◆ TEXT EXTRACT ◆
----

如何在 Django 的多对多关系中分组？

Question

I am creating a web application with Django and I have some problems using its ORM to make queries. I have these models:

class Country(models.Model):
name = models.CharField(max_length=25)

class Song(models.Model):
title = models.CharField(max_length = 25)
country = models.ForeignKey(Country, on_delete=models.CASCADE, related_name="songs")
ratings = models.ManyToManyField(Country, through='Rating')

class Rating(models.Model):
rating = models.PositiveSmallIntegerField()
country_id = models.ForeignKey(Country, on_delete=models.SET_NULL, null=True)
song_id = models.ForeignKey(Song, on_delete=models.SET_NULL, null=True)

----

◆ ENTRIES ◆
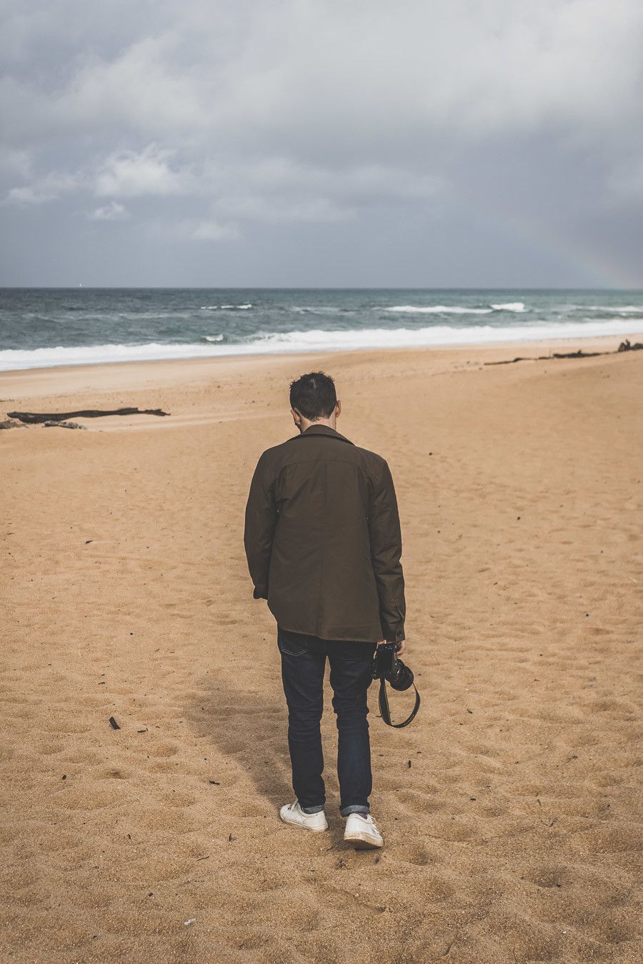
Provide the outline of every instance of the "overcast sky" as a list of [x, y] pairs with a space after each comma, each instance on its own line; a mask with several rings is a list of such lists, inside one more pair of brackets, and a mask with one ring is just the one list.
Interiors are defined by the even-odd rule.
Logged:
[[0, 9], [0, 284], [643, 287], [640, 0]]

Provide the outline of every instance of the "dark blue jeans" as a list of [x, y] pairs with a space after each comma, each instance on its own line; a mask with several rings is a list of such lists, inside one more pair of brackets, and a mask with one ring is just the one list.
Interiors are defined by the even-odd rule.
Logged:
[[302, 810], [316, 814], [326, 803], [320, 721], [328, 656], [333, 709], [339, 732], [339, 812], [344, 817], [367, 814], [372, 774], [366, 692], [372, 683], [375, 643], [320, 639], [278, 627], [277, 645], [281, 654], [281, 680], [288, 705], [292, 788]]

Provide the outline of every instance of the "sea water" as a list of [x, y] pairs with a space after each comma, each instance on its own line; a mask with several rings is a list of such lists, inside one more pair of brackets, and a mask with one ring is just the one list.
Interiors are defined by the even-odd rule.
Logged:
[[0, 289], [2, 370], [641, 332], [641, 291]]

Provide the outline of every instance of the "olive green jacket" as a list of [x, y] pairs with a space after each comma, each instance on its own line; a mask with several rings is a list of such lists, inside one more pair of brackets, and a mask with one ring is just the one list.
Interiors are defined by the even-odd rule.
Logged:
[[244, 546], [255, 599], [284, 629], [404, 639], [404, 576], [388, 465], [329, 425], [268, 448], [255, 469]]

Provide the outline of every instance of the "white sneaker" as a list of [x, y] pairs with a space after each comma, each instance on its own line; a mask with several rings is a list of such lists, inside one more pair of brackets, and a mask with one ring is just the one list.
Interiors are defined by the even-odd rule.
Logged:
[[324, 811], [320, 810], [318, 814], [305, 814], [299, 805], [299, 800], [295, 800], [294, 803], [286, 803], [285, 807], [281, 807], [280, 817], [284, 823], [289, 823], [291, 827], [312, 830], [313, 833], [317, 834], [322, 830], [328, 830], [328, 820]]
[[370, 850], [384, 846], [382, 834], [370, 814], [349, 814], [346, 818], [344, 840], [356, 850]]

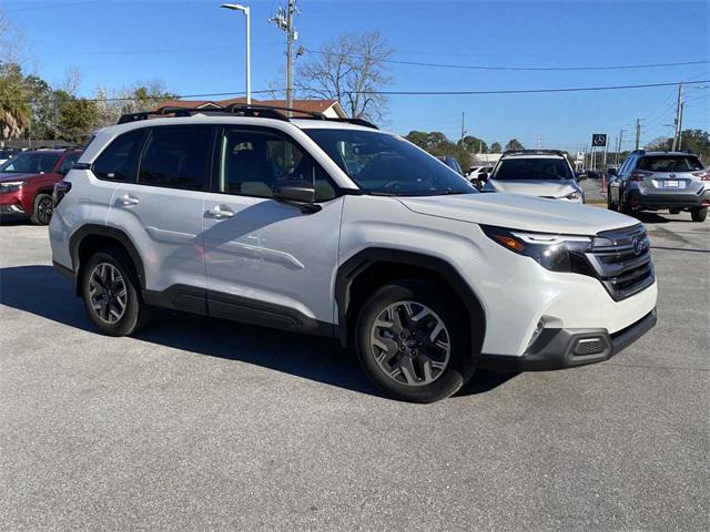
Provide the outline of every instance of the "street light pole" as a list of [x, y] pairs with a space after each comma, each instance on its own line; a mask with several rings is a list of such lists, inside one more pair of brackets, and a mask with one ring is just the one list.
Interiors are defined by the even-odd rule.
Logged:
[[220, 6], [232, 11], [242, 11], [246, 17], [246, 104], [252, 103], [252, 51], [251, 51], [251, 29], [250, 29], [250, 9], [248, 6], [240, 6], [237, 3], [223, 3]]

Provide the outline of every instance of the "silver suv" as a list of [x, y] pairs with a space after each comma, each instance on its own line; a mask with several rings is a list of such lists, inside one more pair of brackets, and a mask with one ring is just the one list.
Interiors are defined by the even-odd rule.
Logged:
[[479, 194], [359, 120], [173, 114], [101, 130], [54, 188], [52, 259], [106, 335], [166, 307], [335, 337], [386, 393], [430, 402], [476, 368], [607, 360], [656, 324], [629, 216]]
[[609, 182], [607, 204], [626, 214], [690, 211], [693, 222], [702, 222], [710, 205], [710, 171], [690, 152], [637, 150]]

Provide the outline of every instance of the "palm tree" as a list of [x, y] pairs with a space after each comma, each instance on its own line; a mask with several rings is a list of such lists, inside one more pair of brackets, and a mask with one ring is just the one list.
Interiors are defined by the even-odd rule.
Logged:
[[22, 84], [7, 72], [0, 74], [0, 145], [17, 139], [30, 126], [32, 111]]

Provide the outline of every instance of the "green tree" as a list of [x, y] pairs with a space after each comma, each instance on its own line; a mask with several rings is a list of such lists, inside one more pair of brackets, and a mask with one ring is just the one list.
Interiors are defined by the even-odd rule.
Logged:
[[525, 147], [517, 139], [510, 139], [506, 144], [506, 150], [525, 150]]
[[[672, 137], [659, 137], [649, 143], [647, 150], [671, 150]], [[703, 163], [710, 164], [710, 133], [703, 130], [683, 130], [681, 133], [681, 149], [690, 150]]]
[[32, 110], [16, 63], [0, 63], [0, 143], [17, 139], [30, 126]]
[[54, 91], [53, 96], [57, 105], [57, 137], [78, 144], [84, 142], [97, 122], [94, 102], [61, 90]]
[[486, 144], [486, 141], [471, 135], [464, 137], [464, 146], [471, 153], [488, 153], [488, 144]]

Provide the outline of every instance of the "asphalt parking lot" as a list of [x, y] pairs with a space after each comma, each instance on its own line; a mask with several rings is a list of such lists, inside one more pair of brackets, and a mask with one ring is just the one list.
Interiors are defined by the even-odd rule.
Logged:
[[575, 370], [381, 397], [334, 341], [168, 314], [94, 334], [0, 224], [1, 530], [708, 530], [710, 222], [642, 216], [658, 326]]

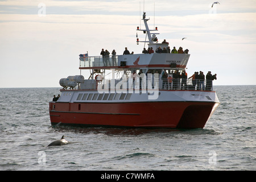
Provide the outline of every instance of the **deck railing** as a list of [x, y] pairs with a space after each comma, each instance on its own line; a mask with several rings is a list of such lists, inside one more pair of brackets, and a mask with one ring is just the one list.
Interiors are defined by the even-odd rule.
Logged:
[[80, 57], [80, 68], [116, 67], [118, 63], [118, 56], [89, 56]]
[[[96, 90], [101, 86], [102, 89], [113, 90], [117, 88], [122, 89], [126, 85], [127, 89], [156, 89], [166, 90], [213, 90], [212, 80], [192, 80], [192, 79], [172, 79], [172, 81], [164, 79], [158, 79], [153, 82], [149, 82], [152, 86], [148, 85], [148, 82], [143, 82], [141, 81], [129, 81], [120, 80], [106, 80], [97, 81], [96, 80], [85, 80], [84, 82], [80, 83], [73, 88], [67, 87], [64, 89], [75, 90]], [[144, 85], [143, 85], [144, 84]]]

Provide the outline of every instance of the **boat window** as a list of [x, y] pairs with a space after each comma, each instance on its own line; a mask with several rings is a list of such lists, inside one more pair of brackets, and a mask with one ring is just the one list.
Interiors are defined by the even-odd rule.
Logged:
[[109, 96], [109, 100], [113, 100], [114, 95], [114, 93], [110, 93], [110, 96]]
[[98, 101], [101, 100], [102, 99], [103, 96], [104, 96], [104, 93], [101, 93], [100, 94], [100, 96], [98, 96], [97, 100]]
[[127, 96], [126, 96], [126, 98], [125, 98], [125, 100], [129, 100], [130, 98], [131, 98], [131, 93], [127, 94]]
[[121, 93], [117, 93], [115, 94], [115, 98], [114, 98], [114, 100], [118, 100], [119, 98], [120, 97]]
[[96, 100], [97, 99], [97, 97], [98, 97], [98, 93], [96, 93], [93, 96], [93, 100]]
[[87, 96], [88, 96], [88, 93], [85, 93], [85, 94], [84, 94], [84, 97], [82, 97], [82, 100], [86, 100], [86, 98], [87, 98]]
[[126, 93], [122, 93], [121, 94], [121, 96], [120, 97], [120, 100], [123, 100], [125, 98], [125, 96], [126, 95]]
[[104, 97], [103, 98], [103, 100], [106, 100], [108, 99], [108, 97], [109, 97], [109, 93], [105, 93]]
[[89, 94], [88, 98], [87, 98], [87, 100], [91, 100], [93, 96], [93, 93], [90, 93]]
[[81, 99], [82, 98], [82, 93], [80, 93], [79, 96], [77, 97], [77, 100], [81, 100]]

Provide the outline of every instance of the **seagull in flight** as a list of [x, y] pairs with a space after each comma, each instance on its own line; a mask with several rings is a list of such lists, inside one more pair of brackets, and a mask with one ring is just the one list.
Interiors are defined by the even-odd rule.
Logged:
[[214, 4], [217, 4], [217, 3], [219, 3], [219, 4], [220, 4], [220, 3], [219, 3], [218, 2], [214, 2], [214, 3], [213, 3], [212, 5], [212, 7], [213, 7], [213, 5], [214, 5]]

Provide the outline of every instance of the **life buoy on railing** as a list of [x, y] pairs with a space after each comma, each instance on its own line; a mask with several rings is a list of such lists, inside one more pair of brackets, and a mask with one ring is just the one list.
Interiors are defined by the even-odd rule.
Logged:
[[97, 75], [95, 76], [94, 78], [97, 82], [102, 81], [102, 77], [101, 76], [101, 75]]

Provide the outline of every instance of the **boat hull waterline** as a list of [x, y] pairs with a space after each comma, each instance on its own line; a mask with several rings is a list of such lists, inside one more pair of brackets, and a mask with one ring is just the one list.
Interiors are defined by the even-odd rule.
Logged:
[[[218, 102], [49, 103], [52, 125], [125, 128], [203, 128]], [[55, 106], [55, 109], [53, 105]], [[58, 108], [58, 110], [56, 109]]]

----

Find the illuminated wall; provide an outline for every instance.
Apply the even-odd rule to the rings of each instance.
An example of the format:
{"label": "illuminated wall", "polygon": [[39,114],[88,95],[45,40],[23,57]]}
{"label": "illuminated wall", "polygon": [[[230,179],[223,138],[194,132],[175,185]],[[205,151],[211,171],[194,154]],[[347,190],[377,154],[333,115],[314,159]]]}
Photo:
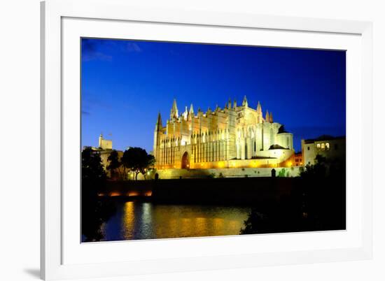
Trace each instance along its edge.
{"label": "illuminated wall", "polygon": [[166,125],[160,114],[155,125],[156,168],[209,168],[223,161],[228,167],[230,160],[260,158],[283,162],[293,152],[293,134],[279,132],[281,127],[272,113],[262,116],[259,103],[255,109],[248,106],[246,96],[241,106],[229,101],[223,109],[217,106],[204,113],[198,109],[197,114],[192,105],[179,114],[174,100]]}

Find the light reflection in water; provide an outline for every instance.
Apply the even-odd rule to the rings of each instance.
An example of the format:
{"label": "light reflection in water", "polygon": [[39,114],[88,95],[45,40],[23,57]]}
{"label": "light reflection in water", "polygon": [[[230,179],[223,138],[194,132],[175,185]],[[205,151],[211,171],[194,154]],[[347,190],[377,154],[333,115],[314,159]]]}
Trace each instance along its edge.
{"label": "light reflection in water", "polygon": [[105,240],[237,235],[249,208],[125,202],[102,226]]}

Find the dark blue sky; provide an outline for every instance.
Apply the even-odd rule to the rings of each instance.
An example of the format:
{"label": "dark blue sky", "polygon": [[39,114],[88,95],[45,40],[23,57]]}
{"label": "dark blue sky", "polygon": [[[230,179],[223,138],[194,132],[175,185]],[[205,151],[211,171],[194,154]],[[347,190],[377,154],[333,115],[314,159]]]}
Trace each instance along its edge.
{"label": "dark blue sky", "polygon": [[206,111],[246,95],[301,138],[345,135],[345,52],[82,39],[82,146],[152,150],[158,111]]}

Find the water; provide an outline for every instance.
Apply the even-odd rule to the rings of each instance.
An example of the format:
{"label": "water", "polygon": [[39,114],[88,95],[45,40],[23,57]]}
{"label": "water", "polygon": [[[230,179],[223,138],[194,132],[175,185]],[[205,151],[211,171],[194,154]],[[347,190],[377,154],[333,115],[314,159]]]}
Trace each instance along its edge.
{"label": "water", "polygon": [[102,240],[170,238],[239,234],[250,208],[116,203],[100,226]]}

----

◆ EXERCISE OBJECTIVE ◆
Carry on the Django question about grouping in a many-to-many relation, picking up right after its last line.

◆ SOLVED EXERCISE ◆
A Country rates many Songs (with ratings 1-10), and a Song can be rated by many Countries, so there's a ManyToMany relationship between these models through the Rating table. I am making a query to get the number of 10 points a Song has received, but I don't know how. To do that, I tried this query:

result = Rating.objects.filter(rating=10).values('song_id').annotate(ten_points = Count('rating'))

I read Django documentation and I understood that values() method is like group by clause in SQL, but it doesn't work because this query returns a queryset of dictionaries like this:

<QuerySet [{'song_id': 1, 'ten_points': 1}, {'song_id': 2, 'ten_points': 1}, {'song_id': 2, 'ten_points': 1}, {'song_id': 3, 'ten_points': 1}, {'song_id': 3, 'ten_points': 1} 

Why am I getting different dictionaries with the same key and value 1, instead of a dictionary with the key and the value the total number of ten points?

Answer 1

You need to use .order_by(…) to force grouping, so:

result = Rating.objects.filter(rating=10).values(
    'song_id'
).annotate(ten_points=Count('rating')).order_by('song_id')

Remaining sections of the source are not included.